TASK STATEMENT: Here are some records; copy every line that holds the word "above".

[Data extracted from a collection]

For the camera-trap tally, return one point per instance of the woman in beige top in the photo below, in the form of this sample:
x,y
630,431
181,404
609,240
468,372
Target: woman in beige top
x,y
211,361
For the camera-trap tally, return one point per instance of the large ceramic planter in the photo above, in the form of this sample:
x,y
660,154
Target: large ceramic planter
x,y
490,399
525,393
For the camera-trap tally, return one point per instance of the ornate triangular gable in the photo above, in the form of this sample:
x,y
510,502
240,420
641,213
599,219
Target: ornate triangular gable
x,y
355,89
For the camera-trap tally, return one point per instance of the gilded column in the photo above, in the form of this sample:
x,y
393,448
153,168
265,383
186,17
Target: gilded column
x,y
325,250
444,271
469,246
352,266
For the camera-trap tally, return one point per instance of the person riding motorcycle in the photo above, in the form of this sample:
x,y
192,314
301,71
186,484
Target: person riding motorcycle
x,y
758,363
* * *
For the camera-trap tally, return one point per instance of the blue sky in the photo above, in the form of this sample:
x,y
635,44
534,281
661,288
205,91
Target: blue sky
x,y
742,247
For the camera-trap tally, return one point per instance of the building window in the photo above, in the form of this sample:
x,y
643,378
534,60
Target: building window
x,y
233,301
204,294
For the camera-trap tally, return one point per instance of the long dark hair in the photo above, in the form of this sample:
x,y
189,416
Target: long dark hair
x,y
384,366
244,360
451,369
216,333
...
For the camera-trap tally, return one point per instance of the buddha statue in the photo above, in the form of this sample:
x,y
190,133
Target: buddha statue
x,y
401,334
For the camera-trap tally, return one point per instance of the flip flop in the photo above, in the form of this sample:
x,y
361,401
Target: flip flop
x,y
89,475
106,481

TASK SOLUTION:
For the camera-trap tally, return one point per instance of the large ceramic planter in the photo above, in the form of this sample:
For the camera-trap tally, return one point per instance of the ornate triangular gable in the photo above, in the form of this sample:
For the camera-trap tally, return one point per instance of the gilded column in the photo above, in the form of this sample:
For the camera-trap tally, return one point per instance of the person riding motorcycle in the photo above, in the form of this sample:
For the camera-trap tally, return one point per instance of the blue sky in the photo above, in the form of this sample:
For the camera-trap tally, return one point per instance of the building window in the photo above, in the form of this sample:
For the camera-trap tally, return one point per instance of the long dark hair in the photo above, in the form of this sample:
For the camera-trap tally, return one point per instance of the buddha statue in the photo above, in the form of this sample:
For the camera-trap tally, return one point per instance of the flip flop in the photo above, in the form of this sample:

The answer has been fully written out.